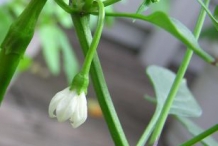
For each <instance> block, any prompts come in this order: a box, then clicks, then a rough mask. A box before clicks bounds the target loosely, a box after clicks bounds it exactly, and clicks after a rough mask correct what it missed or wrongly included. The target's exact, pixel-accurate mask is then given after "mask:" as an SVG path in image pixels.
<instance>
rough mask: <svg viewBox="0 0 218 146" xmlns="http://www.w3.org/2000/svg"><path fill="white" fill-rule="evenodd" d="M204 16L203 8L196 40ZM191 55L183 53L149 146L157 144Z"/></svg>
mask: <svg viewBox="0 0 218 146" xmlns="http://www.w3.org/2000/svg"><path fill="white" fill-rule="evenodd" d="M205 3H206V5H207V6H208V4H209V0H205ZM205 16H206V12H205V11H204V10H203V8H202V9H201V12H200V14H199V17H198V21H197V23H196V27H195V30H194V35H195V37H196V38H197V39H198V38H199V35H200V32H201V29H202V26H203V23H204V20H205ZM192 54H193V51H192V50H191V49H187V51H186V53H185V56H184V59H183V61H182V64H181V66H180V68H179V71H178V73H177V75H176V78H175V80H174V83H173V85H172V88H171V90H170V92H169V94H168V97H167V99H166V101H165V103H164V107H163V110H162V111H161V115H160V117H159V120H158V122H157V126H156V127H155V129H154V132H153V134H152V137H151V140H150V145H156V144H157V143H158V140H159V137H160V134H161V131H162V129H163V126H164V124H165V122H166V119H167V117H168V113H169V111H170V108H171V105H172V103H173V100H174V97H175V96H176V94H177V92H178V89H179V86H180V83H181V81H182V79H183V77H184V74H185V72H186V70H187V68H188V65H189V62H190V60H191V57H192Z"/></svg>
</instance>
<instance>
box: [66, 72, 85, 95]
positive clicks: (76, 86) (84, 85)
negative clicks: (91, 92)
mask: <svg viewBox="0 0 218 146" xmlns="http://www.w3.org/2000/svg"><path fill="white" fill-rule="evenodd" d="M88 85H89V76H88V75H84V74H82V73H78V74H77V75H76V76H75V77H74V78H73V81H72V84H71V86H70V90H76V92H77V93H78V94H79V95H80V94H81V93H82V92H85V94H87V88H88Z"/></svg>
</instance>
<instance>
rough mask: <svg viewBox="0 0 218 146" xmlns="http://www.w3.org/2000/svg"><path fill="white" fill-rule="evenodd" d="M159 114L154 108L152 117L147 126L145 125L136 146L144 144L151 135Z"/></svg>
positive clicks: (159, 110) (158, 110)
mask: <svg viewBox="0 0 218 146" xmlns="http://www.w3.org/2000/svg"><path fill="white" fill-rule="evenodd" d="M159 116H160V110H158V109H156V110H155V113H154V115H153V117H152V119H151V120H150V122H149V124H148V126H147V127H146V129H145V131H144V133H143V134H142V136H141V137H140V139H139V141H138V143H137V145H136V146H144V145H145V144H146V142H147V140H148V138H149V136H150V135H151V133H152V131H153V129H154V127H155V125H156V123H157V121H158V118H159Z"/></svg>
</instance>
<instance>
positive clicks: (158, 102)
mask: <svg viewBox="0 0 218 146" xmlns="http://www.w3.org/2000/svg"><path fill="white" fill-rule="evenodd" d="M147 75H148V76H149V78H150V80H151V82H152V84H153V86H154V89H155V94H156V99H157V109H159V110H162V108H163V105H164V103H165V100H166V99H167V96H168V94H169V91H170V89H171V86H172V84H173V82H174V79H175V77H176V75H175V74H174V73H173V72H171V71H170V70H168V69H165V68H162V67H158V66H149V67H148V68H147ZM201 113H202V111H201V108H200V106H199V105H198V103H197V102H196V100H195V98H194V97H193V95H192V94H191V92H190V90H189V89H188V87H187V84H186V80H185V79H183V81H182V83H181V85H180V88H179V90H178V93H177V94H176V97H175V99H174V102H173V104H172V107H171V109H170V114H174V115H177V116H185V117H198V116H200V115H201Z"/></svg>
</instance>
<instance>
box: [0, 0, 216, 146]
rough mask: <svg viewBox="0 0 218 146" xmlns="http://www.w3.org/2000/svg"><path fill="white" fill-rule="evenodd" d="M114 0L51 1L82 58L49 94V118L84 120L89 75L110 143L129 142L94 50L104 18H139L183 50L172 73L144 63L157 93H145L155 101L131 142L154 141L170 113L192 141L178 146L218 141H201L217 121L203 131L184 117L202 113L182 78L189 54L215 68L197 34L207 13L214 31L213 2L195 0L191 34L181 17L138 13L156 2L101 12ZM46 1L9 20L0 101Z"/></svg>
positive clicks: (94, 49) (116, 0)
mask: <svg viewBox="0 0 218 146" xmlns="http://www.w3.org/2000/svg"><path fill="white" fill-rule="evenodd" d="M119 1H120V0H104V1H102V0H69V4H67V3H65V1H63V0H55V2H56V4H57V5H58V6H60V7H61V8H62V9H63V10H64V11H65V13H68V15H69V16H71V19H72V21H73V24H74V29H75V31H76V34H77V37H78V39H79V42H80V45H81V48H82V51H83V53H84V56H85V60H84V63H83V66H82V68H81V70H80V71H79V72H78V73H77V75H75V77H73V80H72V83H71V84H70V86H69V87H68V88H66V89H64V90H63V91H61V92H58V93H57V94H56V95H55V96H54V97H53V99H52V101H51V103H50V105H49V115H50V117H52V118H53V117H57V119H58V121H60V122H62V121H65V120H67V119H69V120H70V121H71V123H72V126H73V127H74V128H76V127H78V126H80V125H81V124H82V123H83V122H85V120H86V118H87V102H86V97H85V95H86V94H87V87H88V85H89V75H90V76H91V79H92V82H93V85H94V89H95V92H96V95H97V98H98V101H99V104H100V106H101V109H102V112H103V114H104V118H105V120H106V122H107V125H108V129H109V131H110V133H111V137H112V139H113V141H114V144H115V145H117V146H128V145H129V144H128V140H127V138H126V136H125V134H124V131H123V129H122V126H121V124H120V122H119V119H118V116H117V114H116V111H115V108H114V106H113V102H112V100H111V97H110V93H109V91H108V88H107V84H106V82H105V79H104V74H103V71H102V68H101V64H100V60H99V58H98V54H97V51H96V50H97V48H98V43H99V41H100V38H101V34H102V30H103V27H104V21H105V17H113V18H118V17H121V18H126V19H133V20H134V21H136V20H142V21H145V23H151V24H152V25H155V26H158V27H160V28H161V29H164V30H165V31H167V32H169V33H170V34H171V35H172V36H174V37H175V38H177V39H178V40H180V41H181V42H182V43H183V44H184V45H185V46H187V50H186V53H185V55H184V57H183V61H182V62H181V65H180V67H179V70H178V71H177V74H174V73H172V72H171V71H169V70H168V69H166V68H163V67H158V66H149V67H148V68H147V70H146V73H147V75H148V76H149V78H150V80H151V82H152V84H153V86H154V89H155V93H156V98H151V97H147V99H148V100H150V101H152V102H153V103H155V104H156V111H155V113H154V115H153V117H152V119H151V121H150V123H149V124H148V125H147V126H146V128H145V131H144V133H143V134H142V136H141V137H140V138H139V141H138V143H137V144H136V145H137V146H143V145H145V144H148V145H151V146H156V145H158V141H159V138H160V136H161V133H162V131H163V126H164V124H165V122H166V119H167V117H168V115H169V114H172V115H174V117H175V118H176V119H178V121H180V122H181V123H182V124H183V125H184V126H185V127H186V128H187V129H188V130H189V131H190V133H192V134H193V135H194V136H193V138H192V139H191V140H189V141H187V142H184V143H183V144H181V145H182V146H191V145H194V144H195V143H197V142H201V143H203V144H204V145H218V144H217V142H216V141H215V140H213V139H212V138H210V139H207V140H206V139H204V138H205V137H207V136H210V135H212V134H213V133H214V132H216V131H217V130H218V126H217V125H211V126H212V127H211V128H209V129H207V130H205V131H204V130H202V129H200V128H199V127H198V126H197V125H195V124H194V123H193V122H192V121H190V120H189V119H188V117H198V116H200V115H201V112H202V111H201V108H200V106H199V105H198V103H197V101H196V100H195V98H194V97H193V95H192V93H191V91H190V90H189V89H188V87H187V84H186V82H187V81H186V80H185V79H184V74H185V72H186V70H187V68H188V65H189V63H190V60H191V58H192V55H193V54H194V53H195V54H196V55H198V56H199V57H200V58H202V59H203V60H204V61H205V62H207V63H209V64H211V65H214V67H216V66H217V58H214V57H213V56H211V55H210V54H208V53H207V52H206V51H204V50H203V49H202V48H201V47H200V45H199V43H198V38H199V36H200V33H201V30H202V27H203V23H204V21H205V16H206V15H208V16H209V18H210V20H211V22H212V24H213V25H214V27H215V28H216V29H217V30H218V19H217V18H218V17H217V16H218V6H217V7H216V9H215V10H214V13H213V14H212V13H211V11H210V10H209V9H208V6H209V4H210V0H204V1H202V0H197V2H198V3H199V5H200V6H201V10H200V13H199V16H198V20H197V22H196V25H195V29H194V31H193V32H192V31H190V30H189V29H188V28H187V27H186V26H185V25H183V24H182V23H181V22H180V21H178V20H176V19H175V18H171V17H170V16H169V15H168V14H166V13H164V12H161V11H155V12H152V13H150V14H148V15H143V14H142V12H143V11H145V10H147V9H148V8H149V7H150V6H151V5H155V4H156V3H158V2H159V0H143V1H142V3H141V5H140V6H139V8H138V10H136V12H134V13H119V12H105V9H106V7H108V6H113V5H114V4H115V3H117V2H119ZM46 2H47V0H30V2H29V4H28V5H27V6H26V8H25V9H24V11H23V12H22V13H21V15H20V16H19V17H17V19H16V20H15V21H14V22H13V23H12V24H11V26H10V29H9V30H8V33H7V35H6V37H5V39H4V40H3V42H2V43H1V50H0V102H2V101H3V98H4V95H5V92H6V89H7V87H8V85H9V83H10V80H11V78H12V76H13V74H14V72H15V70H16V68H17V66H18V64H19V62H20V60H21V59H22V57H23V55H24V53H25V50H26V47H27V45H28V44H29V42H30V41H31V39H32V37H33V33H34V29H35V26H36V22H37V20H38V18H39V16H40V15H39V14H40V12H41V10H42V9H43V7H44V5H45V4H46ZM92 15H94V16H97V17H98V19H97V27H96V29H95V33H94V35H92V33H91V28H90V16H92ZM47 29H49V28H47ZM45 31H46V28H45ZM42 37H43V36H42ZM190 127H192V128H190Z"/></svg>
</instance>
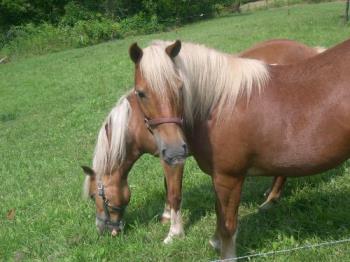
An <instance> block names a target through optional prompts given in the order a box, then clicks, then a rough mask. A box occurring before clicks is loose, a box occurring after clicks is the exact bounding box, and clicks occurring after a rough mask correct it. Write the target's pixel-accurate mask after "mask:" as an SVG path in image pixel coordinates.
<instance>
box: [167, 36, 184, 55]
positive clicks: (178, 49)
mask: <svg viewBox="0 0 350 262" xmlns="http://www.w3.org/2000/svg"><path fill="white" fill-rule="evenodd" d="M180 49H181V41H180V40H176V41H175V43H174V44H172V45H169V46H168V47H167V48H165V52H166V53H167V54H168V55H169V56H170V57H171V58H175V56H177V55H178V54H179V52H180Z"/></svg>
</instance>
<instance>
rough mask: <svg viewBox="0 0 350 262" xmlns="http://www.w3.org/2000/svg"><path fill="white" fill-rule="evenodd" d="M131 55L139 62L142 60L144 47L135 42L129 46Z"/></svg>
mask: <svg viewBox="0 0 350 262" xmlns="http://www.w3.org/2000/svg"><path fill="white" fill-rule="evenodd" d="M129 55H130V58H131V60H132V61H133V62H134V63H135V64H137V63H138V62H140V60H141V58H142V55H143V52H142V49H141V48H140V47H139V46H138V45H137V43H133V44H132V45H131V46H130V47H129Z"/></svg>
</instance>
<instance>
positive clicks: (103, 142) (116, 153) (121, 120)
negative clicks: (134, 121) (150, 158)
mask: <svg viewBox="0 0 350 262" xmlns="http://www.w3.org/2000/svg"><path fill="white" fill-rule="evenodd" d="M130 115H131V107H130V104H129V101H128V99H127V98H126V96H123V97H121V98H120V100H119V101H118V103H117V104H116V106H115V107H114V108H113V109H112V111H111V112H110V113H109V115H108V117H107V118H106V120H105V121H104V122H103V124H102V127H101V129H100V132H99V134H98V138H97V143H96V147H95V152H94V159H93V169H94V171H95V172H96V175H97V177H98V178H100V177H101V176H103V175H105V174H110V172H112V171H113V169H114V168H115V167H116V166H117V165H120V164H121V163H122V162H123V161H124V160H125V156H126V136H127V131H128V122H129V119H130Z"/></svg>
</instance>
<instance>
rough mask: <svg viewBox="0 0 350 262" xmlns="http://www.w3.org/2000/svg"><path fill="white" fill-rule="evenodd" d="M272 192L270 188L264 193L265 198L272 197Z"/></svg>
mask: <svg viewBox="0 0 350 262" xmlns="http://www.w3.org/2000/svg"><path fill="white" fill-rule="evenodd" d="M270 192H271V190H270V188H269V189H267V190H266V191H265V193H264V197H268V195H270Z"/></svg>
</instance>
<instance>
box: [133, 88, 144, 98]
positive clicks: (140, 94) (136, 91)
mask: <svg viewBox="0 0 350 262" xmlns="http://www.w3.org/2000/svg"><path fill="white" fill-rule="evenodd" d="M135 94H136V95H137V96H138V97H139V98H145V97H146V95H145V93H144V92H142V91H137V90H136V91H135Z"/></svg>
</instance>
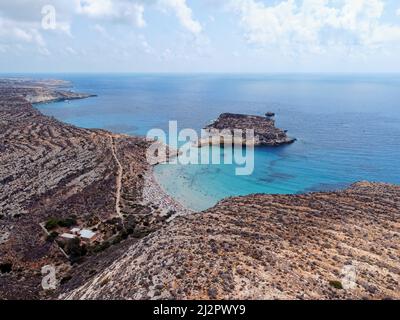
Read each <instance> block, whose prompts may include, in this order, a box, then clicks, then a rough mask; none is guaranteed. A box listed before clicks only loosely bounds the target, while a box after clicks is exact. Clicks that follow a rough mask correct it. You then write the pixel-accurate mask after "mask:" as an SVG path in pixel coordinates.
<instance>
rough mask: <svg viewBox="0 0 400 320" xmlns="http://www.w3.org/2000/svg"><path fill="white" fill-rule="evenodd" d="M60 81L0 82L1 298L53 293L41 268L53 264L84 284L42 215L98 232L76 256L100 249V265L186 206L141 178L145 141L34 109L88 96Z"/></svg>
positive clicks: (86, 97)
mask: <svg viewBox="0 0 400 320" xmlns="http://www.w3.org/2000/svg"><path fill="white" fill-rule="evenodd" d="M68 85H69V84H68V83H67V82H64V81H54V80H50V81H48V80H24V79H3V80H0V267H1V270H3V269H4V272H3V271H2V272H0V299H27V298H29V299H38V298H46V297H48V296H49V295H50V296H51V293H49V292H48V291H45V290H43V288H42V287H41V279H42V275H41V272H40V271H41V270H40V267H41V266H44V265H55V266H57V273H58V277H59V278H60V279H61V280H62V279H68V278H69V277H70V275H69V274H70V273H73V274H74V280H73V283H74V285H76V286H78V285H79V284H80V281H84V279H85V277H84V276H83V275H82V276H81V275H80V273H79V272H77V273H74V270H75V268H76V267H77V266H76V265H75V264H71V262H70V261H68V260H67V259H66V258H65V256H64V255H63V254H61V252H60V250H59V248H58V243H57V242H58V241H59V240H57V239H58V238H59V236H58V237H55V240H54V239H52V238H49V235H50V233H48V234H46V233H45V232H43V230H42V227H41V226H42V225H43V224H45V223H46V221H47V222H49V221H64V220H65V221H68V220H73V221H76V224H77V226H76V227H85V228H90V229H94V230H97V231H96V232H97V236H98V238H99V240H98V241H95V242H94V243H91V244H90V245H86V246H84V245H82V248H81V249H82V252H83V249H84V250H85V251H87V253H85V254H84V255H83V256H82V257H79V260H81V262H80V263H83V264H85V265H87V266H88V268H90V266H92V267H91V268H92V269H96V270H97V268H96V267H95V264H96V263H98V260H99V258H98V256H99V254H100V253H101V256H102V257H103V258H102V259H101V260H102V262H101V263H100V264H101V265H102V266H106V265H107V263H108V262H110V263H111V262H112V260H111V258H110V257H114V258H115V253H113V254H111V252H119V250H118V248H119V246H122V245H125V244H122V242H123V243H126V242H128V243H130V242H132V243H133V242H136V241H137V240H138V239H140V238H142V237H145V236H146V235H148V234H149V233H152V232H154V231H155V230H157V229H159V228H160V227H162V226H163V225H164V224H166V223H167V222H166V221H167V220H168V219H169V218H170V217H171V216H173V215H177V214H183V213H182V211H184V210H185V209H184V208H183V207H182V206H181V205H180V204H178V203H176V202H175V201H174V200H173V199H172V198H171V197H170V196H168V195H167V194H166V193H164V191H163V190H162V189H161V188H160V186H159V185H158V184H157V182H156V181H155V180H154V179H146V183H145V176H147V175H149V174H151V170H152V168H151V166H150V165H149V164H148V163H147V160H146V150H147V147H148V144H149V142H148V141H146V140H145V139H143V138H138V137H129V136H125V135H117V134H112V133H110V132H107V131H104V130H88V129H82V128H77V127H75V126H72V125H68V124H65V123H62V122H60V121H57V120H56V119H54V118H52V117H47V116H45V115H43V114H41V113H40V112H39V111H38V110H37V109H35V108H34V107H33V105H32V104H33V103H48V102H51V101H65V100H71V99H81V98H87V97H90V96H92V95H88V94H80V93H75V92H72V91H66V90H65V87H67V86H68ZM145 185H146V186H145ZM153 193H154V194H153ZM155 201H156V202H155ZM117 209H118V210H117ZM53 234H55V233H53ZM121 240H123V241H121ZM106 252H110V254H109V255H107V254H106ZM96 261H97V262H96ZM93 264H94V265H93ZM3 266H4V268H3ZM64 282H65V285H67V281H64ZM68 282H69V281H68Z"/></svg>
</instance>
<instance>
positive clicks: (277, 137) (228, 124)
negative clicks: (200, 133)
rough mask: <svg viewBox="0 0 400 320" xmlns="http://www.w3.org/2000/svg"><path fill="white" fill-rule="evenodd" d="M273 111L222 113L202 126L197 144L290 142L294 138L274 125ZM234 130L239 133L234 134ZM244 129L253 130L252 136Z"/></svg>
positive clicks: (293, 141) (208, 144) (285, 143)
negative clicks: (247, 134) (216, 119)
mask: <svg viewBox="0 0 400 320" xmlns="http://www.w3.org/2000/svg"><path fill="white" fill-rule="evenodd" d="M274 116H275V114H274V113H272V112H268V113H266V114H265V117H262V116H256V115H246V114H235V113H223V114H221V115H220V116H219V117H218V119H217V120H215V121H214V122H213V123H211V124H209V125H208V126H206V127H205V128H204V130H205V131H206V132H207V134H206V136H203V137H202V138H201V139H200V140H199V141H198V142H197V146H199V147H201V146H205V145H213V144H224V143H225V144H226V143H232V144H236V145H238V144H239V145H254V146H280V145H285V144H290V143H293V142H295V141H296V139H294V138H291V137H289V136H288V135H287V134H286V131H284V130H281V129H279V128H276V127H275V121H274V119H273V117H274ZM235 130H239V131H238V132H239V133H240V134H236V135H235ZM246 130H253V132H254V137H250V136H247V135H246Z"/></svg>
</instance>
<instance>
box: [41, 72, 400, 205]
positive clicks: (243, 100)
mask: <svg viewBox="0 0 400 320" xmlns="http://www.w3.org/2000/svg"><path fill="white" fill-rule="evenodd" d="M41 77H53V78H61V79H66V80H71V81H73V84H74V89H75V90H78V91H83V92H88V93H95V94H98V95H99V96H98V97H97V98H90V99H86V100H78V101H73V102H70V103H66V102H62V103H54V104H47V105H41V106H39V108H40V110H41V111H42V112H43V113H45V114H48V115H52V116H55V117H56V118H58V119H61V120H63V121H65V122H68V123H71V124H74V125H78V126H82V127H88V128H103V129H108V130H111V131H114V132H119V133H128V134H139V135H145V134H146V133H147V131H148V130H150V129H152V128H162V129H167V127H168V120H177V121H178V125H179V129H183V128H194V129H197V130H198V129H200V128H201V127H202V126H204V125H205V124H207V123H209V122H210V120H212V119H215V118H217V117H218V115H219V114H220V113H222V112H239V113H251V114H260V115H262V114H264V113H265V112H267V111H273V112H275V113H276V114H277V117H276V122H277V126H278V127H281V128H283V129H288V130H289V132H288V134H289V135H291V136H294V137H296V138H297V139H298V141H297V142H296V143H294V144H292V145H289V146H283V147H278V148H257V149H256V153H255V170H254V173H253V174H252V175H251V176H236V175H235V174H234V172H235V171H234V169H235V167H234V166H232V165H188V166H183V165H160V166H157V167H156V170H155V171H156V175H157V178H158V180H159V182H160V184H161V185H162V186H163V187H164V188H165V189H166V190H167V191H168V192H169V193H170V194H171V195H173V196H174V197H175V198H177V199H178V200H180V201H181V202H182V203H184V204H186V205H187V206H189V207H191V208H193V209H196V210H201V209H205V208H208V207H210V206H212V205H214V204H215V203H216V202H217V201H218V200H220V199H222V198H225V197H228V196H234V195H246V194H250V193H300V192H306V191H317V190H331V189H339V188H343V187H345V186H347V185H349V184H351V183H353V182H355V181H359V180H370V181H381V182H391V183H400V166H399V160H398V159H399V158H400V90H399V89H400V75H356V76H350V75H346V76H339V75H54V74H53V75H41Z"/></svg>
* * *
Assignment
Your answer must be every line from the entries that contains the string "correct", copied as it stands.

Completed task
For each <instance> block, any prompts come in this order: a box, then clicks, then a rough mask. A box before clicks bounds the target loosely, a box after clicks bounds it exactly, and clicks after a rough mask correct what it missed or wrongly included. The target's exact, pixel-accurate mask is then given after "mask:" as an SVG path in image pixels.
An <instance> block names a target through optional prompts given in the order a box, then clicks, then a rough mask. A box occurring before clicks is loose, a box occurring after clicks is the exact bounding box, and clicks occurring after a rough mask correct it. Write the target's pixel-accurate mask after "mask:" as an SVG path in image pixel coordinates.
Read each <instance> block, whose prompts may include, in this order, a box, then clicks, then a rough mask; none is guaranteed. A box listed before clicks only loosely bounds the target, while a box after clicks is exact. Clicks that follow a rough mask correct it. You then write the pixel-accurate mask after "mask:" as an SVG path in pixel coordinates.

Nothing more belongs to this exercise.